- [Given problem]
Reproduce each of the rows below verbatim, omitting the pictures.

- [Extracted entries]
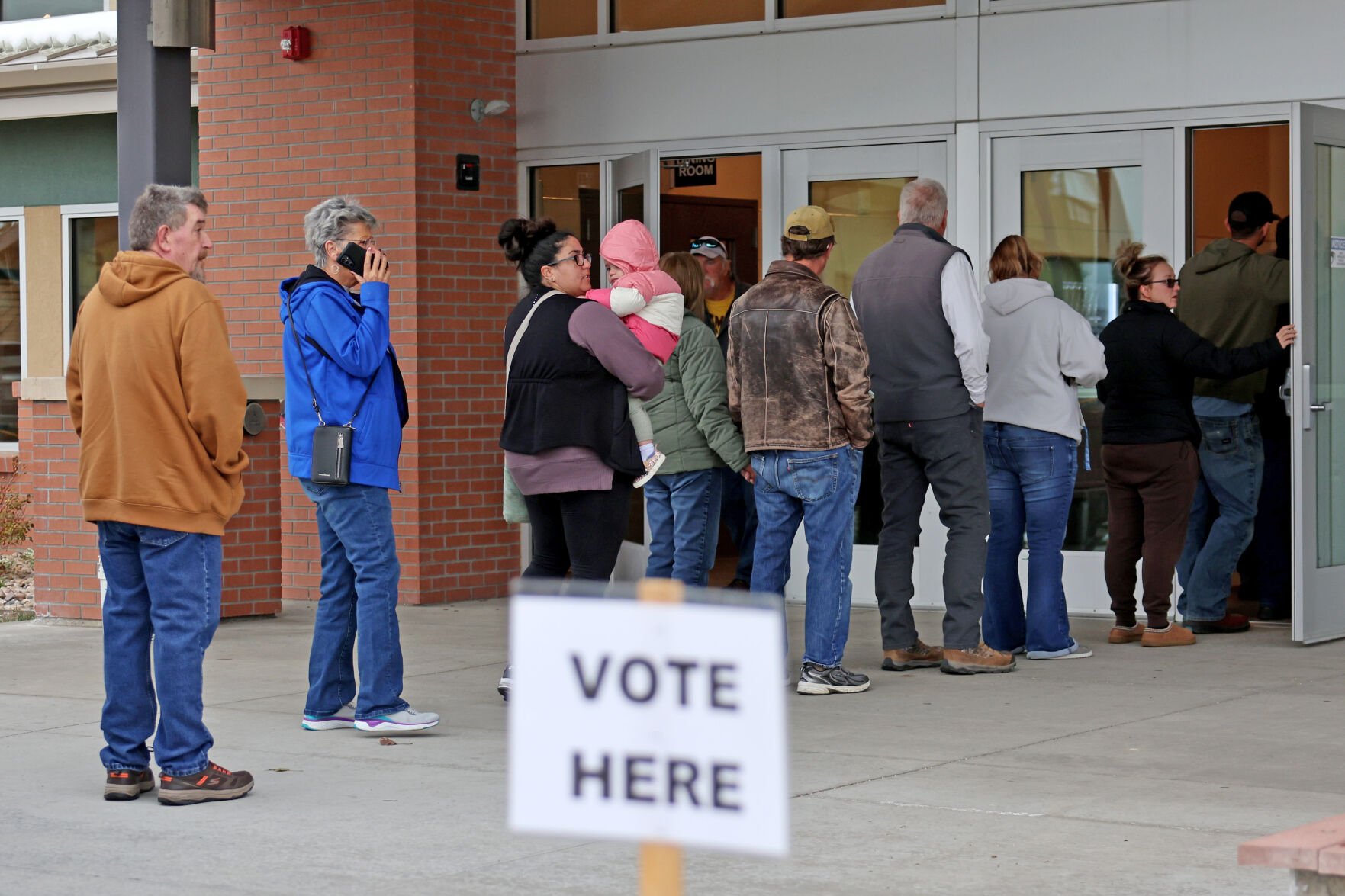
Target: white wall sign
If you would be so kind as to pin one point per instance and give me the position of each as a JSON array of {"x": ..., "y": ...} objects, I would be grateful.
[{"x": 648, "y": 721}]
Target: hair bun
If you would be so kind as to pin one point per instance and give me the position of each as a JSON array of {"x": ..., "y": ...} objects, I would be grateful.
[
  {"x": 1128, "y": 255},
  {"x": 520, "y": 236}
]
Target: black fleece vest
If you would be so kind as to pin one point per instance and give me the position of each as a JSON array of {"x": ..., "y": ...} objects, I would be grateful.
[{"x": 558, "y": 394}]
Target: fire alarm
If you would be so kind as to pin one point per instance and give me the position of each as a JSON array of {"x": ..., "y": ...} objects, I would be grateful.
[{"x": 294, "y": 42}]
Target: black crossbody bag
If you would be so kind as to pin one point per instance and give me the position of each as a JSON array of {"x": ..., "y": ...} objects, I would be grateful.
[{"x": 333, "y": 445}]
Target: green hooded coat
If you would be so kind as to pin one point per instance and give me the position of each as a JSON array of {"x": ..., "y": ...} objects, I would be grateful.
[{"x": 1230, "y": 295}]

- [Exercise answer]
Target: white wall sign
If you would be so kind as to pin one point per instance and give me the position of each as a JSON array of {"x": ..., "y": ...} objects, I would be grateful.
[{"x": 648, "y": 721}]
Target: hair bun
If you would be so kind as to pin one point per instance and give me the position of each as a JSON array of {"x": ..., "y": ...} objects, I would be grateful.
[
  {"x": 1128, "y": 255},
  {"x": 520, "y": 236}
]
Target: black fleece vest
If you would be so kind as to pin one point per instance and give me the position of each as a JSON array of {"x": ..., "y": ...} objects, I would be grateful.
[{"x": 558, "y": 394}]
Target: fire alarm
If you would be so kind as to pin one point per instance and give me the position of each as a JSON array of {"x": ..., "y": ...} objects, I would be grateful.
[{"x": 294, "y": 42}]
Target: black crossbody bag
If you would be so kind as to pin one point per instance and give me the position of each as a JSON array of {"x": ..., "y": ...} objects, I would be grateful.
[{"x": 333, "y": 445}]
Target: green hooded coat
If you would be so kind as to pin one point per instance and give me the position of each as a JSON array of {"x": ..., "y": ...} objects, I would be grateful.
[{"x": 1230, "y": 295}]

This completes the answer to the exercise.